_Exercise brief_: Go through the records below and copy out every line holding "rings".

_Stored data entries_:
>>>

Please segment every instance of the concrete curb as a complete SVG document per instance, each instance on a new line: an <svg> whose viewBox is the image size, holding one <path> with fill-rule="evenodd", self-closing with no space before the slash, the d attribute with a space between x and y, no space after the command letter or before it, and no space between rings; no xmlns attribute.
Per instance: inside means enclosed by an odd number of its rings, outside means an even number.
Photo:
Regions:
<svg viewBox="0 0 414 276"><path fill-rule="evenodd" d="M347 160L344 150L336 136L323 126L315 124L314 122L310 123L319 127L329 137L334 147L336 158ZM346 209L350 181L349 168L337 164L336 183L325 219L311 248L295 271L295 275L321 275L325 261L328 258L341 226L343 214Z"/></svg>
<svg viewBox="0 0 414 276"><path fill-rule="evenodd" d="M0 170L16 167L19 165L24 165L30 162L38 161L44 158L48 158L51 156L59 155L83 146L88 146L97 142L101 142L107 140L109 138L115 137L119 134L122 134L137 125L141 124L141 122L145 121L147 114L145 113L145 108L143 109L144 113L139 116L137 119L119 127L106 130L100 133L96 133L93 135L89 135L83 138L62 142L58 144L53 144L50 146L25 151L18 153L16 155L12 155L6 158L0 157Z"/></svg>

<<<

_Result for this task_:
Please segment every instance of the concrete curb as a complete SVG document per instance, each instance on a new line: an <svg> whose viewBox is the image size, holding one <path> with fill-rule="evenodd", self-closing with no space before the slash, the d attribute with a space between x and y, no space after the command letter or before it, and no space between rings; no xmlns attribute.
Per instance: inside means enclosed by an odd number of its rings, outside means an even number.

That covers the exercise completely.